Entries from a pointing dataset:
------------------------------------------------
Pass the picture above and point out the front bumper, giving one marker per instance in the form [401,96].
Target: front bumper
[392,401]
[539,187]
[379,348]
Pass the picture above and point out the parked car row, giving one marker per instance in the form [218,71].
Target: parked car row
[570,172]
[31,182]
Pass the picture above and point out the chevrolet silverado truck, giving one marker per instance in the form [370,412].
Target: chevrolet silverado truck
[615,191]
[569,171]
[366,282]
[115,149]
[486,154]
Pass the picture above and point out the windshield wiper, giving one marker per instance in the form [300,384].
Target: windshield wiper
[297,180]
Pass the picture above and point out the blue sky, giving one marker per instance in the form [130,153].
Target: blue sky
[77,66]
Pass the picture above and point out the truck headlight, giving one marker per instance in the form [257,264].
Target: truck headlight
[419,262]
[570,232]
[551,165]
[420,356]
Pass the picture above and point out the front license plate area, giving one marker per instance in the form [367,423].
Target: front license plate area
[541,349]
------------------------------------------------
→ **INSTRUCTION**
Lay out the material above as a two-column CSV with the headers input and output. Give one row per entry, putting its text and its answer each in a single quoted field with line breaks replaced by spaces.

→ **ANSWER TO THE TASK**
input,output
"Pass the picture above and point out the front bumper, giving one marker per instance in the form [401,96]. Target: front bumper","[392,401] [539,187] [379,348]"
"Pass the picture above and point out the parked car row, giving one marker per instance in the form [218,71]. Target: parked car row","[570,172] [31,182]"
"Pass the picture above and point out the chevrolet silverado truck, giving one marker per instance in the form [370,412]. Target: chevrolet silverado truck","[615,191] [569,171] [366,282] [115,149] [486,154]"
"Pass the picture above and point out the windshield wiper, giving one marker per instance in the form [300,384]. Target: windshield wiper","[297,180]"
"Pass the picture above and point out the blue sky, giving one marker per instance in the form [130,153]. Target: blue sky","[77,66]"
"Pass the picture above and point out the truck headlight, giving one marker per instance in the form [257,264]. Target: truck headlight","[419,262] [570,232] [551,165] [420,356]"
"Pass the picture above and point out the front license plate area, giving one marker per instance in the form [367,423]. Target: front license plate area","[541,349]"